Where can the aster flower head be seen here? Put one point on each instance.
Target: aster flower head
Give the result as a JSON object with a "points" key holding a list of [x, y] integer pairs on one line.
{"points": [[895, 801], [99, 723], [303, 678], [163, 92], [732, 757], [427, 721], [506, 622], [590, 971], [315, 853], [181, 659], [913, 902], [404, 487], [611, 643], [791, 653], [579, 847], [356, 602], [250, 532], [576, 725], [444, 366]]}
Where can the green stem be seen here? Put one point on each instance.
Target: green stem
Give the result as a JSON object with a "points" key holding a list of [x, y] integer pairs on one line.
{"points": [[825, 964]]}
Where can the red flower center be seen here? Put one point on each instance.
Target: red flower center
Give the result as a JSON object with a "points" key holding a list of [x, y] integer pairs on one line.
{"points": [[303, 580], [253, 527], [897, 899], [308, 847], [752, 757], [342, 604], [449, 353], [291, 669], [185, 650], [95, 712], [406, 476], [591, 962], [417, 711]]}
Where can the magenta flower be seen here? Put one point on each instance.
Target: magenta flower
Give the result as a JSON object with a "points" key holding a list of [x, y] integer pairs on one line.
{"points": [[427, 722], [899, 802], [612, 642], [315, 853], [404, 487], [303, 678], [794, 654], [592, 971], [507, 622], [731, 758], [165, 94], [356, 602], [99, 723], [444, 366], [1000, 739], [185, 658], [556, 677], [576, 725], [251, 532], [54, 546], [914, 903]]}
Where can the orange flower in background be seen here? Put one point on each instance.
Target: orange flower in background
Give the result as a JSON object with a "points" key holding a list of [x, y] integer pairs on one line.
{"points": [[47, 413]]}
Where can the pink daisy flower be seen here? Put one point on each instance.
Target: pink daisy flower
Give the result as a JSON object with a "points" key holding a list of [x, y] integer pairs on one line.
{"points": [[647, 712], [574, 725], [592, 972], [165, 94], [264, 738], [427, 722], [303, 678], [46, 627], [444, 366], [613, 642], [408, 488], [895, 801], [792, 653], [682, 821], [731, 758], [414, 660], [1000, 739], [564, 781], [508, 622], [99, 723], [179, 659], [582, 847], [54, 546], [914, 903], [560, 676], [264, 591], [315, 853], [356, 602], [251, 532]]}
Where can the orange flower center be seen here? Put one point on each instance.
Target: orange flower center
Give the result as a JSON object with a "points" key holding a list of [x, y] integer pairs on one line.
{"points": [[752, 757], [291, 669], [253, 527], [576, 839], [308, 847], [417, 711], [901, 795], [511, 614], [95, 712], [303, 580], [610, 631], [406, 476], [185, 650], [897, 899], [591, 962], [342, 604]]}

════════════════════

=== Énoncé du problème ===
Recopiez intégralement, consignes comprises, les lignes allant de celle qui contient « Where can the orange flower center » jusqu'à la fin des enregistrements, bornes incluses. Décalez de 35 chaque coordonnée figurant dans les réponses et ne reproduisez que ces lignes.

=== Tâche réalisée ===
Where can the orange flower center be seen here? Put one point on each instance.
Target: orange flower center
Give the result as a JSON object with a "points" key holding a list of [x, y] integer pairs on one line.
{"points": [[787, 792], [326, 704], [288, 562], [611, 874], [343, 882], [452, 746], [936, 830], [546, 649], [130, 747], [338, 615], [645, 666], [441, 511], [220, 685], [932, 934], [626, 997], [377, 639]]}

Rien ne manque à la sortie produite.